* Start Data for processing *

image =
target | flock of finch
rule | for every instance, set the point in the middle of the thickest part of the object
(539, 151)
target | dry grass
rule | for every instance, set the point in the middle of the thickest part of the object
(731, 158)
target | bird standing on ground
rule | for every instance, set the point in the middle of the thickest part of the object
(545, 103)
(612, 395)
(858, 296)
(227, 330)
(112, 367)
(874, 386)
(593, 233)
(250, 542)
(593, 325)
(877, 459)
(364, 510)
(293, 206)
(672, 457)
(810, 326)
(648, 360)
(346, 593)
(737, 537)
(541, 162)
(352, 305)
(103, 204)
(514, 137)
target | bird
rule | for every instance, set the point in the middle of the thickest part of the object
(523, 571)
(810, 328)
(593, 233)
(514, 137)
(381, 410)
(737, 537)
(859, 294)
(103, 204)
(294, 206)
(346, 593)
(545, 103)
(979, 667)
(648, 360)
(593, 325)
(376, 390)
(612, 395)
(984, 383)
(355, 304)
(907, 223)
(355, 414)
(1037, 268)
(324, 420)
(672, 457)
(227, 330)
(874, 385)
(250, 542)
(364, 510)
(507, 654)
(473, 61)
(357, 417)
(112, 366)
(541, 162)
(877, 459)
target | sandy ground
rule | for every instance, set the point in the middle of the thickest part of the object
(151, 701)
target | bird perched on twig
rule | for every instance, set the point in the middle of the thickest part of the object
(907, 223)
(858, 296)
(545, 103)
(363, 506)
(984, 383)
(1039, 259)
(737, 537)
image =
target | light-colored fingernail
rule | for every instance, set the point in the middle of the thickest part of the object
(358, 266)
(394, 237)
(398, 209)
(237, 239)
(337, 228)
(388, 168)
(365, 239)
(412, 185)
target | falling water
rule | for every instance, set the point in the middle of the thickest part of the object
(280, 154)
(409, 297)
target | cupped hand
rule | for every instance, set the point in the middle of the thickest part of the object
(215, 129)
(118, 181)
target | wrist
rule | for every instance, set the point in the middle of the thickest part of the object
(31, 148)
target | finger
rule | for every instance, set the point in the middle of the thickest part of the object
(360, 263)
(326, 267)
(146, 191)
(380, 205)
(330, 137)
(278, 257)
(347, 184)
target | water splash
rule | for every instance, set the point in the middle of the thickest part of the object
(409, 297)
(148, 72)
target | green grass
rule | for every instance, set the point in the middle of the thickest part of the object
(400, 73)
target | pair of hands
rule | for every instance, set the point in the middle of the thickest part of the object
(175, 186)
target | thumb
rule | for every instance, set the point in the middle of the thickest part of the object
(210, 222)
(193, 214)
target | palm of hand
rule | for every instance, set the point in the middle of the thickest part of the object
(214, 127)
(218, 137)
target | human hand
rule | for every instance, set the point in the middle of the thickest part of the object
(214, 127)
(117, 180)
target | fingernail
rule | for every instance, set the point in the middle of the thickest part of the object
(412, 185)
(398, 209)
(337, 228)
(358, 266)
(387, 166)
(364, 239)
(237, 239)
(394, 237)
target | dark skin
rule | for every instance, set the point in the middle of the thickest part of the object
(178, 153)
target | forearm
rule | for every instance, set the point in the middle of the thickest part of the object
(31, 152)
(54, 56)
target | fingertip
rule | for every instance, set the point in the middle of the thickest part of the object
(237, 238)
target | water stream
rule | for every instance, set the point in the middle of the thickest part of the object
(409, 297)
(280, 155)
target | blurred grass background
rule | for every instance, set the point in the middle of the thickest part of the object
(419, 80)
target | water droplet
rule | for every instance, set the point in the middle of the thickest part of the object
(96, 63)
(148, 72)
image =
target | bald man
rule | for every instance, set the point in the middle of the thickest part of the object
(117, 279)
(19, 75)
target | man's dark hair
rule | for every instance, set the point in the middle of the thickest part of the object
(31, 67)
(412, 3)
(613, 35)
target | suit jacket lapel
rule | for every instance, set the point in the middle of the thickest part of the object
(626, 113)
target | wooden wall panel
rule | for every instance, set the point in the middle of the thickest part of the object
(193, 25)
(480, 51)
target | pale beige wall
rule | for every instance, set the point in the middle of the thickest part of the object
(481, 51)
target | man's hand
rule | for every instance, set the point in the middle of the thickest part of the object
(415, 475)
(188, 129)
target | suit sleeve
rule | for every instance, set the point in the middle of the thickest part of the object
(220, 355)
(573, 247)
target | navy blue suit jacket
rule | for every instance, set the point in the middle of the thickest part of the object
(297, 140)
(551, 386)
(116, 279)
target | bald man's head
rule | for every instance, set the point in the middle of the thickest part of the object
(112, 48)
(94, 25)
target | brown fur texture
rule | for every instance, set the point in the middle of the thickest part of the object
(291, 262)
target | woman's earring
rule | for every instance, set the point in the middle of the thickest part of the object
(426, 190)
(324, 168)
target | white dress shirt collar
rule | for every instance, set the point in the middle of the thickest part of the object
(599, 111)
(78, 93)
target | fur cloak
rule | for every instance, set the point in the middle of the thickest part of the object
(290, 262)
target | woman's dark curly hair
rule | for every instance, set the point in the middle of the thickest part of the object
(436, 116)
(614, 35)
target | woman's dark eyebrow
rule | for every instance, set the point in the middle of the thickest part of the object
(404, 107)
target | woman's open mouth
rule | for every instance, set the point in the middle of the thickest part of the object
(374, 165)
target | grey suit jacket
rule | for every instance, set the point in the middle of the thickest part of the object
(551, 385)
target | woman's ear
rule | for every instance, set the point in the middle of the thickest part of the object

* End Data for processing *

_The request_
Extract the listing in its entirety, matching it exactly.

_Answer to the exercise_
image =
target | flock of finch
rule | for every instance, set the point in the middle of the thickest part of the object
(539, 151)
target | dry grass
rule | for every instance, set the point in the middle of the thickest part of the object
(731, 158)
target | bird standing on ground
rule | for every instance, set the point in the middle of the thickest part of the object
(545, 103)
(612, 395)
(858, 296)
(227, 330)
(112, 367)
(874, 386)
(593, 233)
(250, 542)
(593, 325)
(877, 459)
(364, 510)
(293, 206)
(672, 457)
(810, 326)
(648, 360)
(346, 593)
(737, 537)
(541, 162)
(352, 305)
(103, 204)
(514, 137)
target | bird
rule | for every instance, set the point in the middle of the thickest part of the object
(523, 571)
(810, 328)
(593, 233)
(514, 137)
(381, 410)
(737, 537)
(859, 294)
(103, 204)
(294, 206)
(346, 593)
(545, 103)
(979, 667)
(648, 360)
(593, 325)
(376, 390)
(612, 395)
(984, 383)
(355, 304)
(907, 223)
(355, 414)
(1037, 268)
(324, 420)
(672, 457)
(227, 330)
(874, 385)
(250, 542)
(364, 510)
(507, 654)
(473, 61)
(357, 417)
(112, 366)
(541, 162)
(877, 459)
target | sandy ground
rule | for every instance, set the point in the middle of the thickest part of the object
(151, 701)
target | bird perched on twig
rule | for every instance, set the point in the middle of the thickest part of the object
(907, 223)
(858, 296)
(545, 103)
(363, 506)
(984, 383)
(1039, 259)
(737, 537)
image =
target | light-colored fingernail
rule | for every instance, set the point in the middle of the thickest part of the object
(358, 266)
(394, 237)
(398, 209)
(237, 239)
(337, 228)
(388, 168)
(365, 239)
(412, 185)
target | falling water
rule | for every instance, set the point in the middle of the thickest part of the object
(280, 154)
(409, 297)
target | cupped hand
rule | for every instance, set the point in the middle of the thickest part of the object
(215, 129)
(118, 181)
target | wrist
rule | for every instance, set the point in the middle of the thickest part of the object
(31, 148)
target | finger
rule | for every instance, set the point in the middle of the thickest part of the object
(360, 263)
(326, 267)
(146, 191)
(380, 205)
(330, 137)
(278, 257)
(347, 184)
target | water splash
rule | for every instance, set the point in the middle of the thickest part of the object
(409, 297)
(148, 72)
target | green grass
rule | for every instance, set the point in the middle of the thickest part of the object
(400, 73)
target | pair of hands
rule | for every instance, set the point in the middle of the thickest part of the object
(175, 186)
target | thumb
rule | for every instance, set the point in the middle of the thickest part of the object
(210, 222)
(193, 214)
target | palm of hand
rule | for every instance, set the point in the middle of the thickest part of the object
(214, 127)
(218, 137)
target | human hand
rule | for every instance, set the point in the middle of the thickest part of the object
(214, 127)
(117, 180)
target | fingernail
rule | for every instance, set the point in the middle of the thickest part of the object
(412, 185)
(398, 209)
(337, 228)
(358, 266)
(387, 166)
(364, 239)
(237, 239)
(394, 237)
target | dark skin
rule | for every instance, set the point in the middle of the thickest part of the object
(178, 153)
target | forearm
rule | for every instance, set the point in the middle of the thickest part of the object
(31, 152)
(54, 56)
target | fingertip
rule | for every instance, set the point in the middle of the thickest part of the object
(237, 238)
target | water stream
rule | for every instance, set the point in the middle of the thickest part of the object
(409, 297)
(280, 155)
target | blurred grass background
rule | for every instance, set the point in the middle of the thickest part of the object
(419, 80)
target | water droplet
rule | for every instance, set the point in the middle of the thickest part of the object
(96, 63)
(148, 72)
image =
target | bald man
rule | for every instance, set the point in the middle of the thickest part of the object
(117, 279)
(19, 75)
target | man's dark hair
rule | for every instance, set the point in the middle of the thickest part of the object
(31, 67)
(412, 3)
(613, 35)
target | suit jacket lapel
rule | for every instance, set the point in the middle of the thickest part of the object
(626, 113)
target | wooden wall panel
rule | for every instance, set the point in the middle of the thickest part of the object
(193, 25)
(480, 51)
target | pale beige wall
rule | for every instance, set the point in the middle of the thickest part of the object
(481, 51)
target | man's hand
rule | for every instance, set the point in the middle of the thickest part of the object
(415, 475)
(188, 129)
target | suit sleeve
rule | for every instance, set the point in the middle of the thickest part of the object
(220, 355)
(573, 247)
target | navy blue suit jacket
rule | for every instance, set the point in the middle of the thickest part of the object
(297, 140)
(551, 386)
(116, 279)
target | bald man's head
rule | for every instance, set the point in the middle of the thickest part of the object
(112, 48)
(94, 25)
target | brown fur texture
rule | for every instance, set the point in the middle of the thickest part of the object
(291, 262)
target | woman's earring
rule | for every instance, set the point in the middle of the thickest part of the object
(426, 190)
(324, 168)
target | white dress shirt collar
rule | for every instance, set the point in the middle of the thickest part of the object
(599, 111)
(78, 93)
target | fur cloak
rule | for every instance, set the point in the middle of the thickest part of the object
(290, 262)
target | woman's dark curly hair
rule | for every instance, set the point in the middle of the thickest part of the object
(436, 116)
(614, 35)
target | woman's dark eyebrow
rule | for every instance, set the point in the middle of the thickest part of the object
(404, 107)
target | woman's open mouth
rule | for every instance, set the point in the middle of the thickest part of the object
(374, 165)
target | grey suit jacket
rule | for every instance, set the point in the middle of the thickest part of the object
(551, 385)
target | woman's ear
rule | for every instance, set the point in the middle of the thickest part of the object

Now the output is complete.